───── Information supplied

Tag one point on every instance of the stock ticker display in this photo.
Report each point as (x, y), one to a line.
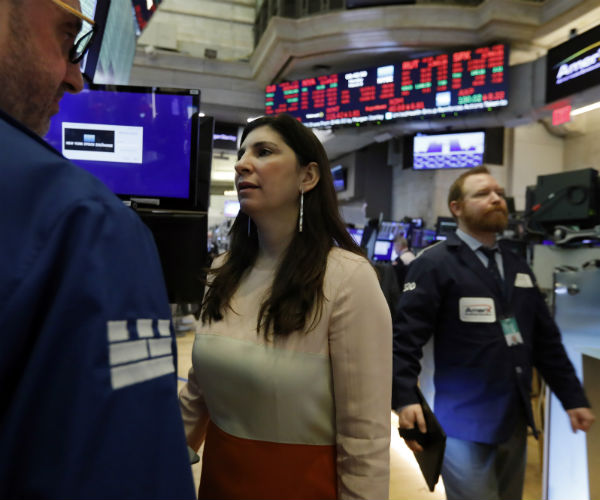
(444, 84)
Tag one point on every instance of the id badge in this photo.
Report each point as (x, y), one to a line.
(511, 332)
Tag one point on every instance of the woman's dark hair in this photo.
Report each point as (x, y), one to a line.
(297, 291)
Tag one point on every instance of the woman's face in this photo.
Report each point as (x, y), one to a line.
(267, 175)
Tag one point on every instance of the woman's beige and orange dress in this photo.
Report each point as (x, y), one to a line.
(303, 416)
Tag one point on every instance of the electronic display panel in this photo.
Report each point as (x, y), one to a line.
(142, 142)
(143, 10)
(383, 250)
(356, 234)
(573, 66)
(226, 136)
(449, 83)
(456, 150)
(339, 173)
(388, 230)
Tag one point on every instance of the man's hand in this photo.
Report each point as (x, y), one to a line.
(408, 416)
(581, 418)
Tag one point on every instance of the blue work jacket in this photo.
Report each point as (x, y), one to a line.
(482, 384)
(88, 404)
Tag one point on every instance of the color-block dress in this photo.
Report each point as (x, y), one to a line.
(304, 416)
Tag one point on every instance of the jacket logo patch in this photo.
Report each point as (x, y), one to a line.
(139, 352)
(477, 310)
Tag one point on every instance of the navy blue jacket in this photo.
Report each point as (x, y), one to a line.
(88, 404)
(482, 384)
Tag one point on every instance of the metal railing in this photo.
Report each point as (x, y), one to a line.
(296, 9)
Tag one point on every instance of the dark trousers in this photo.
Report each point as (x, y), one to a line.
(481, 471)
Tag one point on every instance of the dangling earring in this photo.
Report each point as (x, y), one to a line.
(300, 220)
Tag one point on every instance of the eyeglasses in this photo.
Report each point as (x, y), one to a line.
(84, 38)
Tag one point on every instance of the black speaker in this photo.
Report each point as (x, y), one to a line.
(181, 240)
(567, 198)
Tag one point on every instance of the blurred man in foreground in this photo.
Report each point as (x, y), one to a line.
(88, 406)
(491, 326)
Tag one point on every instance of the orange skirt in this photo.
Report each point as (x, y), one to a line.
(234, 468)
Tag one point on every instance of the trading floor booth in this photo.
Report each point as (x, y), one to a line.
(572, 461)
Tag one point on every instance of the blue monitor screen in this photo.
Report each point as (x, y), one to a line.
(140, 142)
(388, 230)
(383, 250)
(356, 234)
(456, 150)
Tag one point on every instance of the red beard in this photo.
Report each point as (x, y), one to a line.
(494, 220)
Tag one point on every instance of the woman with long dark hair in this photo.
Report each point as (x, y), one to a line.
(291, 380)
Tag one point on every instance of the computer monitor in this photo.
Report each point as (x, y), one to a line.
(445, 226)
(356, 234)
(388, 230)
(144, 143)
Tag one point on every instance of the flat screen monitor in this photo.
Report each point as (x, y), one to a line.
(434, 85)
(445, 226)
(417, 222)
(356, 234)
(422, 238)
(383, 250)
(388, 230)
(143, 143)
(444, 151)
(340, 178)
(144, 9)
(226, 136)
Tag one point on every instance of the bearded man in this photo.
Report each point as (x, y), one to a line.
(491, 326)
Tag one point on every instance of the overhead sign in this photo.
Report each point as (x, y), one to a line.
(444, 84)
(573, 66)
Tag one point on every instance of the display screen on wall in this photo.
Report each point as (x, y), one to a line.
(449, 83)
(142, 142)
(143, 10)
(573, 66)
(458, 150)
(226, 136)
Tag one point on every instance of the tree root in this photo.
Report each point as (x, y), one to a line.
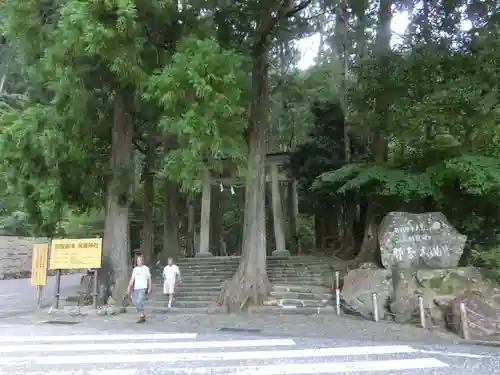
(245, 289)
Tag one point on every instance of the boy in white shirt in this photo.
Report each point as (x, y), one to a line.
(139, 286)
(171, 275)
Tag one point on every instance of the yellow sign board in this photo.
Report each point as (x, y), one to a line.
(75, 254)
(39, 264)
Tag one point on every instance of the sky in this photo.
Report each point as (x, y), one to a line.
(309, 46)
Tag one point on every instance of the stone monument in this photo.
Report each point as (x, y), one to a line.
(419, 241)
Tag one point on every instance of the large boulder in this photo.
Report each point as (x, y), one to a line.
(398, 291)
(482, 314)
(419, 240)
(359, 285)
(404, 300)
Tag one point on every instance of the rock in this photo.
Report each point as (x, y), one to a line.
(281, 253)
(101, 311)
(74, 311)
(420, 240)
(404, 300)
(112, 310)
(52, 310)
(483, 315)
(359, 284)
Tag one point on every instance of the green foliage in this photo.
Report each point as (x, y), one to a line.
(200, 94)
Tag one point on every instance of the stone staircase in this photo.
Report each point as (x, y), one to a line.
(299, 283)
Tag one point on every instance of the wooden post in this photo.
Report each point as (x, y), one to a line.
(337, 301)
(191, 225)
(464, 322)
(293, 212)
(421, 310)
(375, 307)
(279, 233)
(205, 215)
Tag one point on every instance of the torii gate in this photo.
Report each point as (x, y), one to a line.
(275, 176)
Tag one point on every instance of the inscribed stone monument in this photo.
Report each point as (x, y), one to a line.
(419, 240)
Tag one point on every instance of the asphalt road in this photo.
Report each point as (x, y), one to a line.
(19, 297)
(71, 351)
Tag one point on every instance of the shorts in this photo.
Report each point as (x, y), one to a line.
(168, 287)
(138, 299)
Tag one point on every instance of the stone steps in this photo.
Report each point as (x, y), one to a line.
(297, 285)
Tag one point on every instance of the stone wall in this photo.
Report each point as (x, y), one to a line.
(15, 256)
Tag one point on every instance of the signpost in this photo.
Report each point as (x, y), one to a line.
(68, 254)
(39, 265)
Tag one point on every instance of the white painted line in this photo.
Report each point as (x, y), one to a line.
(205, 356)
(8, 295)
(144, 346)
(314, 368)
(454, 354)
(80, 372)
(105, 337)
(113, 372)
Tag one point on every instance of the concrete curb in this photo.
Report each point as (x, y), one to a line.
(493, 344)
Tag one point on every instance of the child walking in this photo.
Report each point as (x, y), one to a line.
(171, 275)
(139, 286)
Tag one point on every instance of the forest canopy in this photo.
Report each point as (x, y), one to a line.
(113, 114)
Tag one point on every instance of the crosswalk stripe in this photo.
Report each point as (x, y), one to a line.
(211, 356)
(315, 368)
(109, 355)
(103, 337)
(145, 345)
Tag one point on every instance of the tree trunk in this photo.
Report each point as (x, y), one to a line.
(147, 235)
(279, 228)
(216, 238)
(379, 143)
(190, 249)
(171, 245)
(250, 285)
(116, 245)
(206, 199)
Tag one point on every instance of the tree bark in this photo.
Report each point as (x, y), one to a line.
(216, 235)
(250, 285)
(116, 244)
(204, 249)
(379, 144)
(279, 228)
(171, 245)
(147, 234)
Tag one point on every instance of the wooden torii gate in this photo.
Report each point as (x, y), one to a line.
(275, 175)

──────────

Rewrite every line from the one containing "Tag one point on every instance of the asphalt" through the end of the records, inclusive, and adjust each coordinate value by -32 while leaving all other lines unchanged.

Tag one point on every instance of the asphalt road in this photo.
Report each point as (x, y), one to a line.
(-13, 265)
(39, 319)
Tag one point on every instance of the shorts in this photo.
Report each point as (x, y), one to a line.
(136, 255)
(106, 267)
Tag one point on every instance of the stone steps in this photo.
Report each point as (x, y), one to a line.
(265, 253)
Tag one point on every instance of the stone wall in this photo.
Report each point as (x, y), one to a line.
(-17, 224)
Tag one point on every instance of the signpost in this photo.
Report each point as (x, y), one to a line.
(36, 222)
(7, 233)
Tag one point on every instance of the white painted line in this photo.
Report each point as (x, y), one to a line.
(173, 324)
(-24, 263)
(112, 314)
(282, 336)
(422, 322)
(48, 340)
(73, 305)
(81, 340)
Tag one point on every instance of the concrete curb in this photo.
Report each point as (x, y), one to a line.
(461, 312)
Tag one point on every instance of the child walking in this photo.
Report each point as (x, y), one to a line.
(139, 243)
(107, 254)
Tag one point on every instance of the forest canopy in this photo.
Report each point as (x, y), one to a line.
(81, 82)
Tag one point on every instance of the crosswalk stripe in this photo.
Report each point as (x, y), one to a line.
(179, 324)
(283, 336)
(77, 323)
(71, 305)
(113, 313)
Tag one point on every instance of the tree trunk in this photo.
Report each point as (x, y), one to a line.
(115, 203)
(247, 196)
(184, 206)
(347, 111)
(158, 217)
(139, 213)
(218, 253)
(84, 213)
(174, 167)
Tag one point on every instance of the tree bark in this photo.
Report each point as (x, y), one to a line.
(184, 203)
(218, 253)
(84, 212)
(172, 217)
(347, 112)
(247, 196)
(139, 213)
(115, 202)
Tag one point on every instance of the wooden torii gate in this photo.
Report each point as (x, y), one to a line.
(243, 143)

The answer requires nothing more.